** START Extracted data **
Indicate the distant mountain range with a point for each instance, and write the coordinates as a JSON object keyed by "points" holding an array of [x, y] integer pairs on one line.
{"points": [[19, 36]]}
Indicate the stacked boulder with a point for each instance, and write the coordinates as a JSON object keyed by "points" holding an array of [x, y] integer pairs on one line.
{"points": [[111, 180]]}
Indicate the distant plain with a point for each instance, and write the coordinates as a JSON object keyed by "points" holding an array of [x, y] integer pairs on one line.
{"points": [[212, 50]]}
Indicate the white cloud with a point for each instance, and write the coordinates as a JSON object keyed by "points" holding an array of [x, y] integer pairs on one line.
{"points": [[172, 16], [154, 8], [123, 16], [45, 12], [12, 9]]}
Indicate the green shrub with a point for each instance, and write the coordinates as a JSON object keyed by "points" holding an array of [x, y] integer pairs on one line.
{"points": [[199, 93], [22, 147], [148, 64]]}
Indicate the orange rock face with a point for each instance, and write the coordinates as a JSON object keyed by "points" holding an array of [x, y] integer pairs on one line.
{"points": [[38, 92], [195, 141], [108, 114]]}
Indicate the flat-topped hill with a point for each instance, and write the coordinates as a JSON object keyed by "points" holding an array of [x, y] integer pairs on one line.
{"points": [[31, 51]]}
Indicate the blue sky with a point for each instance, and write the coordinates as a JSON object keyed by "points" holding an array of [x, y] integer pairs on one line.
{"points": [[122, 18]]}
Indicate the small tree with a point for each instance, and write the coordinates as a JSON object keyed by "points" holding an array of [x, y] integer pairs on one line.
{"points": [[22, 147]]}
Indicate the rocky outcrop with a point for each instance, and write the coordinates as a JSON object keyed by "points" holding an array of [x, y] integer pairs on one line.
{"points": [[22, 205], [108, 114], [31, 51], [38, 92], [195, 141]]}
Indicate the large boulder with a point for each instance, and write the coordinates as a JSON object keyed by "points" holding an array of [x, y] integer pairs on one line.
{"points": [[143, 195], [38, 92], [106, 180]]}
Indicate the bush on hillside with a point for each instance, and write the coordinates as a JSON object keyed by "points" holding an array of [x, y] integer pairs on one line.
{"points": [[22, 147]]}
** END Extracted data **
* **What is expected**
Repeat all of the data above line for line, without changing anything.

* **Result of the exercise**
Indicate the distant mountain range with a point for each instance, and write the coordinates as a JSON object keyed by "points" holding an array of [x, y] integer pairs on one line.
{"points": [[19, 36]]}
Indicate the stacked boulder with a point for each instance, and write the coordinates as a JSON object keyed by "points" holding an array of [x, y] integer pairs on one line.
{"points": [[111, 180]]}
Indicate the distant plain with a point for each instance, and write the coordinates as a JSON object keyed by "points" holding an array of [x, y] integer pairs on one line.
{"points": [[212, 50]]}
Indicate the white cloud with a point for each instance, and write the coordinates as a JSON object keyed by "points" holding an array of [x, y] integer pairs on one line.
{"points": [[172, 16], [154, 8], [123, 16], [45, 12], [12, 9]]}
Indicate the green shrub with a point for each instance, and write the coordinates as a JSON object keyed by "points" holding an array of [x, y] integer pairs on one line.
{"points": [[199, 93], [22, 147], [148, 64]]}
Indicate the orange rock face with a point for each instance, and write the coordinates as a JSON object keyed by "points" holding an array of [x, y] integer pairs on one line.
{"points": [[38, 92], [195, 141], [108, 114]]}
Indicate the flat-topped hill with a point for each instance, and write the coordinates as a JSON object keyed by "points" holding an array of [x, y] integer pairs on one line.
{"points": [[31, 51]]}
Indicate the blue sky with a point for each instance, and write the coordinates as a JSON object keyed by "points" holding an array of [x, y] integer pairs on one line.
{"points": [[122, 18]]}
Indicate the small tree with a point for each instance, and write the coordinates as a JSON object keyed by "points" holding an array of [x, y] integer pairs on one line.
{"points": [[22, 147]]}
Indicate the rocky outcrop with a point for each instance, and write the coordinates as a JSON object keyed by "points" holding an array of [x, y] integer pairs on one line.
{"points": [[22, 205], [108, 114], [31, 51], [38, 92], [195, 141]]}
Indicate the large boulder with a point for each instance, and write the coordinates as a JSON object keyed by "points" holding an array of [x, y] integer pairs on one line.
{"points": [[143, 195], [38, 92], [106, 180]]}
Indicate the bush on hillside with a point for each instance, and write the coordinates as a JSON object keyed by "points" holding an array of [x, y] integer pairs on one line.
{"points": [[22, 147]]}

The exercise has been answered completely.